Cyber Security Command on cards in India


The National Security Advisory Board (NSAB) has recommended formation of a central cyber security command on the lines of the US Cyber Command (USCYBERCOM) set up last May to fight back the new generation attacks on the government’s computer systems and networks.

A policy paper of the board stresses need for such a command not only to prevent any leaks of the sensitive information but also to ensure the valued government data is not hacked or destroyed by anybody from outside or from within the system. The document gives an insight to a lot of work done by China for inflicting damage to the computer networks in other countries.

The latest such attack was made on the website of Central Bureau of Investigation (CBI), purportedly from Pakistan, destroying all the data on its website (cbi.nic.in) which is still not up even after 11 days of struggle by the National Informatic Centre engineers who maintain the government websites. Luckily, the intruders could not get into the CBI’s computer that stores the sensitive data, inaccessible easily from the Internet.


India does not have the risk of wiki type leaks as access to the classified and sensitive material is limited to a very limited number of top officials unlike even a corporal having access to the diplomatic cables of the US missions, the government sources say.

Moreover, they say the government organisations doing the sensitive works have been already ordered to prepare cyber crisis management plans.
Defence and nuclear installations had upgraded their measures and laid down standard operating procedures even before wiki-leaks started trickling early last July, when Iranian nuclear facilities in Natanz were reportedly hit by a computer worm Stunxnet. 

This work is touted as the first discovered worm that spies on and reprogrammes industrial systems. Russians described it as a working and fearsome prototype of a cyber-weapon that will lead to the creation of a new arms race in the world.


Only the other day Defence Minister A K Antony admitted in Parliament that India is already exposed to the possible cyber attacks and explained how the top army brass was working in unison to make cyber systems secure and non-porous to protect systems.


“The paradigms of security in the age of information technology are seldom constant. The evolving security matrix is complex and calls for co-operation and coordination of the highest level,” Antony said.
Earlier last month, he also told the army commanders that cyber attacks were “fast becoming the next generation of threats” and as such, no single service could work in isolation. “We need to make our cyber systems as secure and as non-porous as possible,” he said.

- **What is expected**
Please pull the passage of the cyber security command article starting at "The latest such" and ending at "government sources say." word for word.

- **Dataset content**
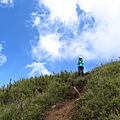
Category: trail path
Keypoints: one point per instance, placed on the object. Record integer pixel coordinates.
(61, 111)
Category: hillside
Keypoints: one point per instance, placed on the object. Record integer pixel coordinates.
(56, 97)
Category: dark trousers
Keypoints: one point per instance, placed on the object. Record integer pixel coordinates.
(80, 70)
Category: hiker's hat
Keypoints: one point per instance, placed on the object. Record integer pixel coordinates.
(80, 56)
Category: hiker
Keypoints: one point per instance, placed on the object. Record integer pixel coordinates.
(80, 64)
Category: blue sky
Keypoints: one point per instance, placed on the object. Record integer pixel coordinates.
(45, 36)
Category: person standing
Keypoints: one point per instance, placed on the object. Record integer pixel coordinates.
(80, 64)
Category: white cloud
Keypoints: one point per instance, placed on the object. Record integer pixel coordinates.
(6, 2)
(69, 28)
(3, 58)
(65, 10)
(37, 68)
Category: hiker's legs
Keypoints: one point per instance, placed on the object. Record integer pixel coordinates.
(82, 70)
(78, 70)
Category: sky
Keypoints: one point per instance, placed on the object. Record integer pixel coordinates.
(39, 37)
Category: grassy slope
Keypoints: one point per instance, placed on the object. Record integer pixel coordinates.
(28, 99)
(101, 98)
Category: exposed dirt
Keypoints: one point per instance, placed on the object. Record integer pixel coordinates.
(61, 111)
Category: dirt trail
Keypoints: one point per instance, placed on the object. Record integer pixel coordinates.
(61, 111)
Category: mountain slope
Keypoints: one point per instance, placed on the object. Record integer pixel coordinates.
(39, 98)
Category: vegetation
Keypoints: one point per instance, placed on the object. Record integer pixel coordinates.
(28, 99)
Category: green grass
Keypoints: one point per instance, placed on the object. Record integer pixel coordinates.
(101, 98)
(28, 99)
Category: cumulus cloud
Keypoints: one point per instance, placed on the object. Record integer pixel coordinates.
(3, 58)
(6, 2)
(69, 28)
(37, 67)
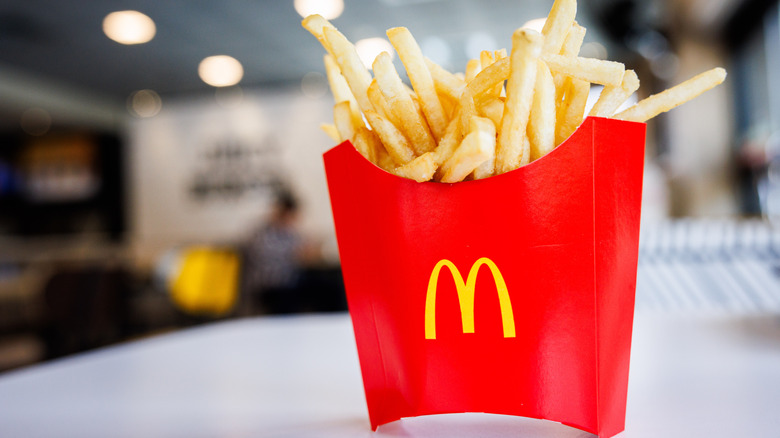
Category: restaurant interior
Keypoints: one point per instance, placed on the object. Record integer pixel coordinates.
(139, 166)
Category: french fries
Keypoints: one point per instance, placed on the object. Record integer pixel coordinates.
(501, 113)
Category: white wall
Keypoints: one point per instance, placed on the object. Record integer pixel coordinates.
(168, 150)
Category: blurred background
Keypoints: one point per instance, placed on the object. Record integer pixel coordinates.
(147, 172)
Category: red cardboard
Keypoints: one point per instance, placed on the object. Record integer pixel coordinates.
(508, 295)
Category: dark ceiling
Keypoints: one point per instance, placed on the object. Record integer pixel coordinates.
(63, 40)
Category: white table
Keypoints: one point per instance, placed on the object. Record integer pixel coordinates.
(706, 376)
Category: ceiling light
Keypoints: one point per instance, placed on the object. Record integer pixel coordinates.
(129, 27)
(144, 103)
(220, 71)
(536, 24)
(368, 49)
(329, 9)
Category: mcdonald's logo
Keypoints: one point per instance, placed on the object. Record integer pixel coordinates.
(466, 297)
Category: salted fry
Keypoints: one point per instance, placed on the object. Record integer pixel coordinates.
(488, 78)
(331, 131)
(510, 150)
(572, 112)
(401, 104)
(487, 130)
(340, 89)
(357, 76)
(420, 169)
(449, 142)
(342, 118)
(613, 96)
(541, 124)
(591, 70)
(420, 77)
(557, 25)
(475, 149)
(397, 145)
(380, 103)
(493, 110)
(673, 97)
(445, 82)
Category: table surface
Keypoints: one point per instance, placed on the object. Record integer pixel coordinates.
(691, 376)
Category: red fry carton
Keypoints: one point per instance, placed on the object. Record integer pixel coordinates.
(508, 295)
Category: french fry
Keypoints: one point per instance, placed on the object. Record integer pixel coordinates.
(363, 144)
(355, 73)
(342, 118)
(473, 67)
(420, 169)
(572, 112)
(445, 82)
(510, 150)
(476, 148)
(331, 131)
(488, 78)
(673, 97)
(421, 79)
(487, 130)
(380, 103)
(401, 104)
(493, 110)
(450, 141)
(591, 70)
(541, 124)
(340, 89)
(395, 143)
(613, 96)
(557, 25)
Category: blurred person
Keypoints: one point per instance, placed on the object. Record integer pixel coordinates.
(272, 268)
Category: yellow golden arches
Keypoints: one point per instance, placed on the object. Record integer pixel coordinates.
(466, 297)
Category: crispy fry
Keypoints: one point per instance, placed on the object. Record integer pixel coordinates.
(475, 149)
(402, 105)
(612, 97)
(673, 97)
(473, 67)
(449, 142)
(487, 130)
(493, 110)
(342, 118)
(587, 69)
(420, 77)
(557, 25)
(395, 143)
(331, 131)
(380, 103)
(510, 150)
(340, 89)
(488, 78)
(445, 82)
(420, 169)
(573, 111)
(357, 76)
(541, 124)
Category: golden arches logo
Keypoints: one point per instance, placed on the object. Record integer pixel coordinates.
(466, 297)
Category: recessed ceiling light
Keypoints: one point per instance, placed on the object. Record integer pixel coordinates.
(129, 27)
(329, 9)
(220, 71)
(144, 103)
(368, 49)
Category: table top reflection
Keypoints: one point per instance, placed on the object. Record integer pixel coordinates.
(713, 376)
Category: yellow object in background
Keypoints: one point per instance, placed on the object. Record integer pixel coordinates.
(207, 284)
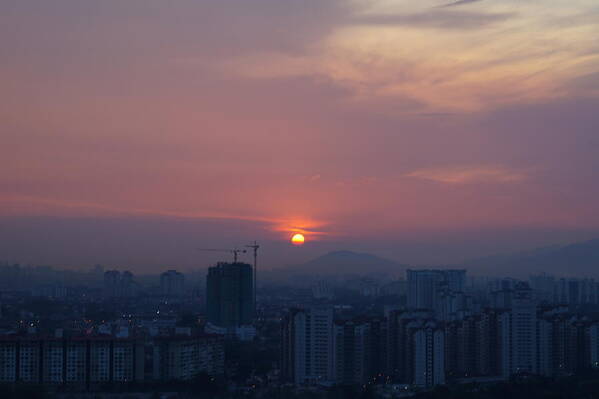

- **Written answer**
The latest such attack was made on the website of Central Bureau of Investigation (CBI), purportedly from Pakistan, destroying all the data on its website (cbi.nic.in) which is still not up even after 11 days of struggle by the National Informatic Centre engineers who maintain the government websites. Luckily, the intruders could not get into the CBI’s computer that stores the sensitive data, inaccessible easily from the Internet.


India does not have the risk of wiki type leaks as access to the classified and sensitive material is limited to a very limited number of top officials unlike even a corporal having access to the diplomatic cables of the US missions, the government sources say.